### SOURCE PASSAGE
************
Anyway, I found a Gucci bag for $4.99. I bought it with the intention of selling it on eBay for a tidy profit, but looking at the unfinished seams of the somewhat sad bag, my intuition told me something was off. I decided to get an expert opinion and headed for Macy's. I brought my little bag around and although several of the saleswomen couldn't tell if it was real of not, one older woman who didn't even put down the phone she had attached to her face said snippily, "If it were Gucci, it would be $500, not $5."

Is it any wonder that when confronted with labels on designer purses or labels on our own personalities that some of us run toward the fringe? Rudeness at Macy's acts like a salad spinner that you would buy from TV at 1 a.m. Its centrifugal force throws well-meaning souls like me into "the outside," never to return.

While it's tempting to live in the future when things aren't going as you'd like, your real life is in the here and now.

As I walked from Macy's to the bus stop, the sick-sweet smell of brown sugar wafting up from my pants, wearing my long hair tucked under my baseball cap and my surgeon's mask around my neck, I realized: My daily reality consists of the homeless, the drunken, the pierced and underage. These are the people in my life.
************
### RECORDED INFORMATION
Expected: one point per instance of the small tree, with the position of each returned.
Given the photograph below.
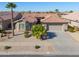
************
### WHAT TO DO
Copy out the passage about the $4.99 Gucci bag word for word, from its first sentence to its last.

### ANSWER TO THIS EXERCISE
Anyway, I found a Gucci bag for $4.99. I bought it with the intention of selling it on eBay for a tidy profit, but looking at the unfinished seams of the somewhat sad bag, my intuition told me something was off. I decided to get an expert opinion and headed for Macy's. I brought my little bag around and although several of the saleswomen couldn't tell if it was real of not, one older woman who didn't even put down the phone she had attached to her face said snippily, "If it were Gucci, it would be $500, not $5."

Is it any wonder that when confronted with labels on designer purses or labels on our own personalities that some of us run toward the fringe? Rudeness at Macy's acts like a salad spinner that you would buy from TV at 1 a.m. Its centrifugal force throws well-meaning souls like me into "the outside," never to return.

While it's tempting to live in the future when things aren't going as you'd like, your real life is in the here and now.

As I walked from Macy's to the bus stop, the sick-sweet smell of brown sugar wafting up from my pants, wearing my long hair tucked under my baseball cap and my surgeon's mask around my neck, I realized: My daily reality consists of the homeless, the drunken, the pierced and underage. These are the people in my life.